-------- The data

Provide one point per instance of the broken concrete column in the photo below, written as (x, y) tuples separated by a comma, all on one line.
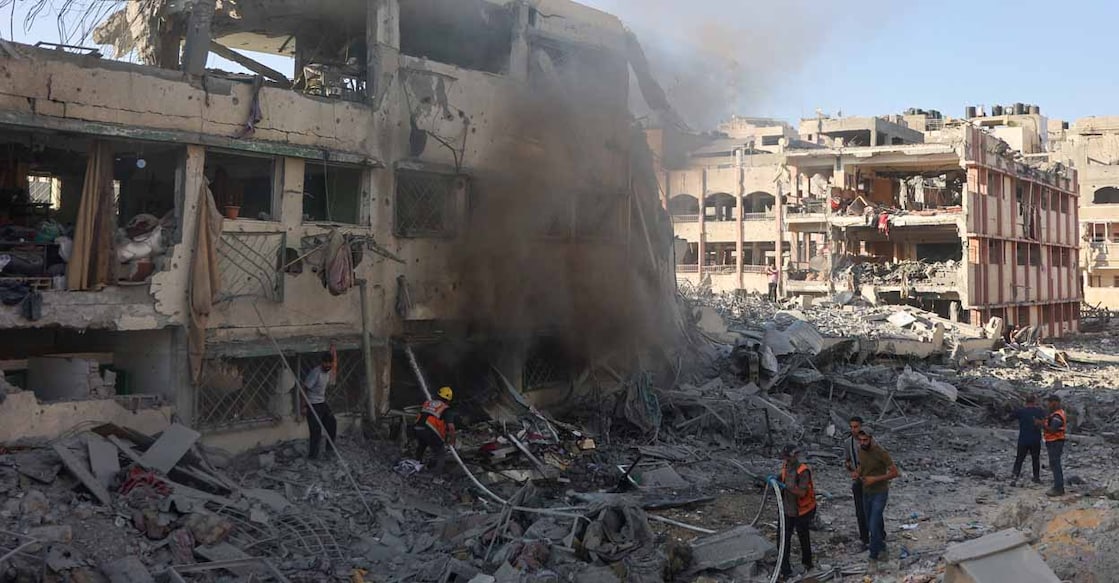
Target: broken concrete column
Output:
[(197, 46), (383, 39), (518, 56)]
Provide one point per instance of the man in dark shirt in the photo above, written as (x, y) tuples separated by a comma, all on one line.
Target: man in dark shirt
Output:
[(1054, 432), (1030, 439), (799, 499), (875, 470), (856, 486)]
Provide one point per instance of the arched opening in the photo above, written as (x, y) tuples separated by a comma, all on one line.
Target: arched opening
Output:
[(758, 203), (1108, 195), (684, 207), (720, 207)]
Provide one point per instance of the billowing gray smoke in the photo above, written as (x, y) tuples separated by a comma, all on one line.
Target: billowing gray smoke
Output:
[(717, 57)]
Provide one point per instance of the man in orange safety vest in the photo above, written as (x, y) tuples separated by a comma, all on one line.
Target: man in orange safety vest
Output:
[(799, 499)]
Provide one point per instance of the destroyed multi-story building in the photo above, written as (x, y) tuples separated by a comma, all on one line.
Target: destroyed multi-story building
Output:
[(457, 176), (948, 217)]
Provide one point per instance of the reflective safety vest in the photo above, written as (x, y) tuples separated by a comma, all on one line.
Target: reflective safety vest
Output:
[(432, 415), (1049, 434), (805, 504)]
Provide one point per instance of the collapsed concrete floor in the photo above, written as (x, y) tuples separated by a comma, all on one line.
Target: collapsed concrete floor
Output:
[(703, 435)]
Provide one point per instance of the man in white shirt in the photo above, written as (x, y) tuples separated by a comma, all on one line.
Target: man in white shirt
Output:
[(316, 408)]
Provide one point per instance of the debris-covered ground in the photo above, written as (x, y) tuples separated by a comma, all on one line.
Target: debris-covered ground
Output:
[(558, 497)]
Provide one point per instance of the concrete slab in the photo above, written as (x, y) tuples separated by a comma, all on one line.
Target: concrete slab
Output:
[(736, 546), (996, 557), (271, 498), (901, 319), (104, 460), (77, 468), (170, 448), (661, 478), (227, 552), (128, 570)]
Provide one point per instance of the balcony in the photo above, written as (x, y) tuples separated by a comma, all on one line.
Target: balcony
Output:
[(1102, 255)]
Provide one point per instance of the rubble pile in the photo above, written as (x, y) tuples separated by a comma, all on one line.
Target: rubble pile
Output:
[(654, 477), (894, 273)]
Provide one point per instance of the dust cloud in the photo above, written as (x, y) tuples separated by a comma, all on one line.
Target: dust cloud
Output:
[(718, 57), (555, 246)]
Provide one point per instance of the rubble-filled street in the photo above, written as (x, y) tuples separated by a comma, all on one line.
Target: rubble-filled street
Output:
[(555, 291), (558, 497)]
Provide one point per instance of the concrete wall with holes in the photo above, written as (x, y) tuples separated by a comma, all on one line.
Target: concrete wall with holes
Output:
[(53, 88), (499, 131)]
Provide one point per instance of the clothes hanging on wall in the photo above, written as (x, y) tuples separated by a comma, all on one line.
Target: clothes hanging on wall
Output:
[(91, 260)]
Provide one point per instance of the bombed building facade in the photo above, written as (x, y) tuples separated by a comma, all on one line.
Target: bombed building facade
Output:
[(171, 229), (949, 218), (1092, 146)]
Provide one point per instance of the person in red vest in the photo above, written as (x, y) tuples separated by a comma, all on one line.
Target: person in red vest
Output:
[(434, 428), (1054, 432), (799, 499)]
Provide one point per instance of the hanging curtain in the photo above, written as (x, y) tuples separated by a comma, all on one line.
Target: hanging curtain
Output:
[(90, 265), (205, 278)]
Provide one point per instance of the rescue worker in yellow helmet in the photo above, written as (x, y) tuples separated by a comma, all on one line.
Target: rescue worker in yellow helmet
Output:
[(434, 428)]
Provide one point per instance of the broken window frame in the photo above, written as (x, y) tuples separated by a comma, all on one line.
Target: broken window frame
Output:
[(364, 180), (455, 189), (412, 46), (275, 181)]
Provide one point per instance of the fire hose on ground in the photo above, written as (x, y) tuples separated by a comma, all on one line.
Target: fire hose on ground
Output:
[(454, 453)]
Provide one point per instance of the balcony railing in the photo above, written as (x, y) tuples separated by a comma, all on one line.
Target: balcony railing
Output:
[(1103, 255), (946, 276)]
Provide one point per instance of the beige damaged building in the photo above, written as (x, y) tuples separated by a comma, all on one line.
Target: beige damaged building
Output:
[(1092, 146), (411, 182), (949, 217)]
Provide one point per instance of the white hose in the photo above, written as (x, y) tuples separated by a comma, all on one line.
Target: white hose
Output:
[(780, 546)]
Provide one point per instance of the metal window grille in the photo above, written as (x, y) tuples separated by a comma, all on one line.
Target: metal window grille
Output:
[(347, 393), (237, 391), (425, 204), (545, 366), (41, 189), (250, 265)]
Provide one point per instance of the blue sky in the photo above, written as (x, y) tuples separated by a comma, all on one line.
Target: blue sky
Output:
[(787, 58)]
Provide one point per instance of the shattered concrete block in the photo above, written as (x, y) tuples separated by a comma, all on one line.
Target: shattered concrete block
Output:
[(104, 460), (38, 466), (34, 506), (53, 534), (208, 528), (128, 570), (62, 557), (902, 319), (171, 445), (661, 478)]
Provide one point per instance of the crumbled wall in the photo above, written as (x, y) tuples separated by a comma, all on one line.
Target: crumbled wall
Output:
[(53, 86), (22, 416)]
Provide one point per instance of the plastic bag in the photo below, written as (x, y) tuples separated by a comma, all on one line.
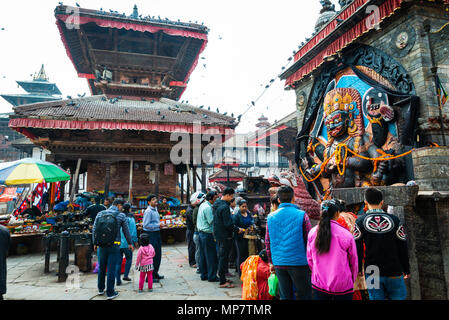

----------------

> _What is needed_: Output each entry above word for word. The pictures stay out.

> _Response_:
Provide one point per instance of the broken concrete column in the photo below, written as (x, y) tuples separated by a comma, all on one line.
Target: broken concrete column
Output:
[(197, 46), (383, 39), (518, 56)]
Provide one point per instance of the man in dark shirt in the photo above, written as (x, y) tuples separated by a comma, all on one line.
Target: man in dark shirt
Output:
[(1054, 432), (1030, 439), (799, 499), (875, 470), (856, 486)]
Provide one point per instance of the arched opening in the photo above, written as (x, y) tuples separated by a comma, all on one line.
Target: arched opening
Output:
[(758, 203), (1108, 195), (684, 207), (720, 207)]
Provide one point per instance of the billowing gray smoke in the photo above, written as (x, y) tuples separated by a comma, all on one line.
Target: billowing gray smoke
Output:
[(717, 57)]
Provide one point per instance of the man in orange safety vest in the photo above, written as (x, y) tuples separated by a comma, all on one line.
Target: man in orange safety vest
Output:
[(799, 499)]
Provide one point per instance of the destroyed multi-story building in the photo above, written as (x, y) tuples separated by a comma, all on one line.
Target: destroyed multi-story building
Output:
[(457, 176), (948, 217)]
Provide one point per instance of the reflective safety vest in the photo above, written as (x, y) tuples separated by a comma, all on one line.
Target: reflective safety vest
Output:
[(432, 415), (1049, 434), (805, 504)]
Provide one point per instance of the collapsed concrete floor in the photo above, written as (x, y) tuples separated by a comma, all on one line.
Target: collapsed concrete floor
Output:
[(703, 435)]
Provide one point per instance of the man in white shirt in the photo above, written as (x, y) tuples separated by a comma, all on one line.
Target: man in white shirt
Output:
[(316, 408)]
Provide one point per instance of the debris-covered ground in the photo above, written as (x, y) tuples separated by a comma, all on one line.
Target: debris-covered ground
Output:
[(558, 497)]
Provide one point per instance of the concrete slab in the photo above, written as (x, y) tuples separated by a comma, all on one line.
Target: concrete slab
Output:
[(736, 546), (996, 557), (271, 498), (901, 319), (104, 460), (77, 468), (170, 448), (661, 478), (227, 552), (128, 570)]
Provide one point per instance of the balcony in the photo above, written as (x, y) tuples separated by a comma, all on one line.
Target: balcony
Output:
[(1102, 255)]
Provide one point per instance of the rubble pile in the photo above, written as (x, y) tuples separated by a comma, all on one line.
Target: rubble pile
Output:
[(654, 477), (894, 273)]
Provide one point per instance of the dust cloud in the photo above, written as (x, y) tuples separated by a comma, all on one line.
Target: dust cloud
Output:
[(718, 57), (555, 246)]
Provide one point per instance of the rubble-filled street in the photo above, written as (x, y) tuples separated by a comma, all on one line.
Target: rubble-filled street
Output:
[(555, 291), (558, 497)]
Provide one point per instance of the concrete wall with holes in the photo above, written as (x, y) tuples separated by a comma, all on one line.
Target: concrete wall with holes
Output:
[(53, 88), (499, 131)]
Provide one point per instance of the clothes hanging on wall in the photo above, written as (x, y) tuples separated by a comma, all on one line.
Target: clothes hanging on wall
Output:
[(91, 260)]
Provide one point per instance of the bombed building facade in the photo above, written as (x, y) tuples separated by a comma, all on one line.
Target: bombed building facade
Output:
[(171, 229), (949, 218), (1092, 146)]
Provide one point per instance of the person in red vest in the photo above, written as (x, y) tuples separated by a comma, all on one line.
Target: person in red vest
Output:
[(434, 428), (1054, 432), (799, 499)]
Provide one point per instance of the hanging curtain in the photo above, written as (x, y) tuples separated by a comma, all on one line.
Target: hanging curtain
Output:
[(90, 265), (205, 278)]
Provide one point per instance of the rescue worker in yellow helmet in the photo above, written as (x, y) tuples separated by a comma, all on one line.
Target: rescue worker in yellow helmet
Output:
[(434, 428)]
Provide one point per instance of the broken window frame in the photo above, written as (x, y) tuples separated by a comma, all on one line.
Target: broken window frame
Output:
[(364, 180), (455, 189), (412, 46), (275, 181)]
Provide one point per instance of the fire hose on ground in the photo above, written as (x, y) tuples separated by a comma, all on one line.
Target: fire hose on ground
Output:
[(454, 453)]
Provide one point per instance of the balcony railing in the photo above, written as (x, y) tuples separated by a comma, all on one line.
Target: balcony railing
Output:
[(1103, 255), (946, 276)]
Provide one point per instance of the beige damaged building in the photo above, written as (x, y) tuples separated by a comma, all on one line.
Target: beige damaged building
Output:
[(1092, 146), (411, 182), (949, 217)]
Provide one point per instance of the white hose in the photo above, written as (x, y) tuples separated by a comma, all on one line.
Target: white hose
Output:
[(780, 546)]
Provide one point per instance of the metal window grille in the photo above, written as (x, y) tuples separated by a comma, all on one line.
Target: metal window grille
Output:
[(347, 393), (237, 391), (425, 204), (545, 366), (41, 189), (250, 265)]
Provide one point per instance of the blue sky in the photo above, written as (x, y) tuples separated by a comma, all on one line.
Target: blue sky
Output:
[(787, 58)]
Provide one point per instance of the shattered concrete block in the photo above, written as (x, y) tuples separated by a comma, all on one line.
Target: shattered concrete block
Output:
[(104, 460), (38, 466), (34, 506), (53, 534), (208, 528), (128, 570), (62, 557), (902, 319), (171, 445), (661, 478)]
Provide one point per instance of the crumbled wall in the photo above, written as (x, y) tuples separated by a comma, all on one line.
Target: crumbled wall
Output:
[(53, 86), (22, 416)]
Provide one point per instance of the plastic bag in the photo below, written as (x, y) tuples separated by a comma, all on one line.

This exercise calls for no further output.